→ **Direction**
Put everything in the material below, from the line containing "Where is the red" down to the line containing "[43,59,113,98]", both included, into a numbered list with blank lines left out.

→ **Materials provided**

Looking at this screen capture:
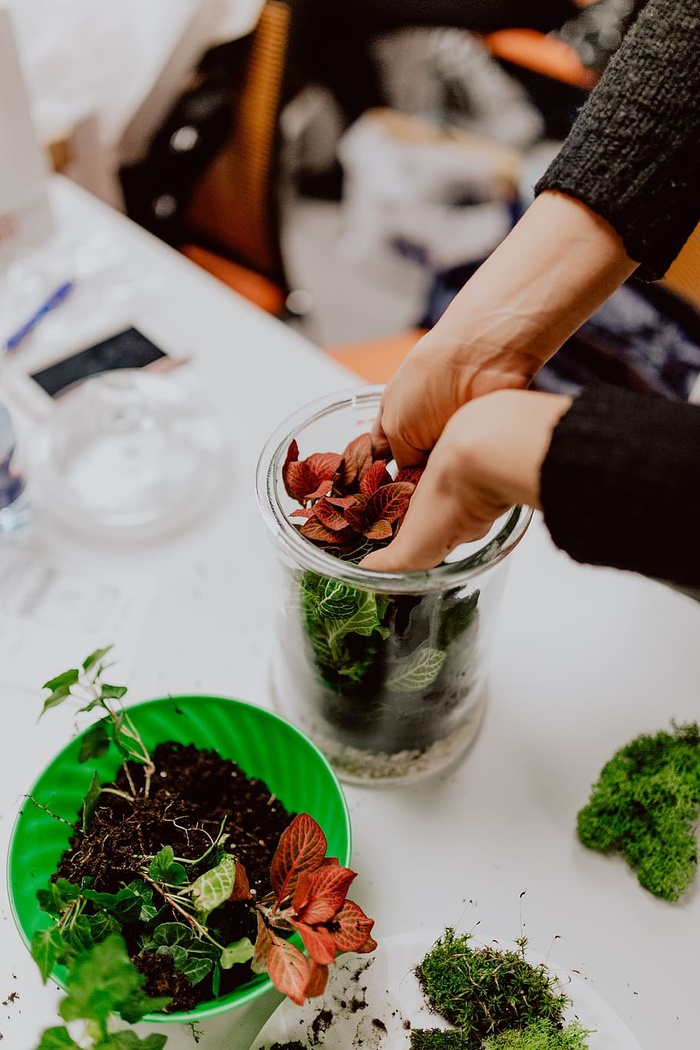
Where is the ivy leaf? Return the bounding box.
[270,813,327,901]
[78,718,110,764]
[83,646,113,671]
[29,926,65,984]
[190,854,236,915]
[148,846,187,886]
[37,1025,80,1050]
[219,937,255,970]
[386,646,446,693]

...

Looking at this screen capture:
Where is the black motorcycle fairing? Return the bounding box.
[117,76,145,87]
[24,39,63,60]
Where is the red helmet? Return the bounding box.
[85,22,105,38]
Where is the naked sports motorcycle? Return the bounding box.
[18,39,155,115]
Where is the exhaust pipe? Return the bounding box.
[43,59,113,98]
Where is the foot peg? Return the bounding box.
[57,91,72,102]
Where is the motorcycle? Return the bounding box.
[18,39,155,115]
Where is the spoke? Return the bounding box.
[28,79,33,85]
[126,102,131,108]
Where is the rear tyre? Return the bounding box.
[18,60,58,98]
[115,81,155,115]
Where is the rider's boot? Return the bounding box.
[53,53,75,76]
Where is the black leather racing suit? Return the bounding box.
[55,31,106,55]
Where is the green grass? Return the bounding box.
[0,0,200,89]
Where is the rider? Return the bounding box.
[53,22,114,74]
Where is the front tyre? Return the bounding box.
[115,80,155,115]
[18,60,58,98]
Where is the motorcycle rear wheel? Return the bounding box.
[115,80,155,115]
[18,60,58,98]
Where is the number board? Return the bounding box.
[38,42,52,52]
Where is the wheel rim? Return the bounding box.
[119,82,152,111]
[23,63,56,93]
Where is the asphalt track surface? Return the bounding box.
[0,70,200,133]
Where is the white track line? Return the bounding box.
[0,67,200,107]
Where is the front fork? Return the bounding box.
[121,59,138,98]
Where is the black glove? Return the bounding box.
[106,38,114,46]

--

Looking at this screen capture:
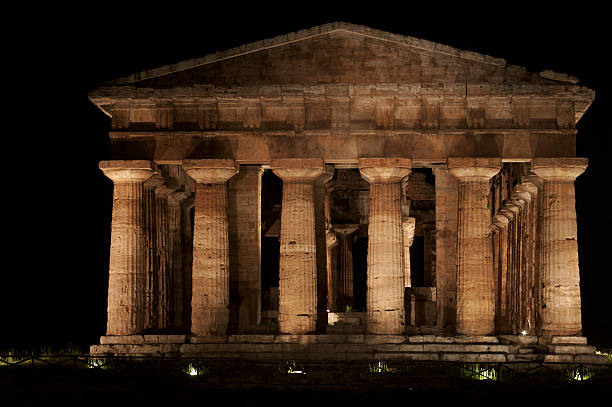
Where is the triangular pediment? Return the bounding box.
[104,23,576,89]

→ **Output of the exercise**
1. Where is the red helmet? Return the bounding box.
2. [85,22,105,38]
3. Where is the naked sports motorcycle? Return the bounding box.
4. [18,39,155,115]
5. Where is the exhaust pipe? Return the bounding box.
6. [43,59,113,98]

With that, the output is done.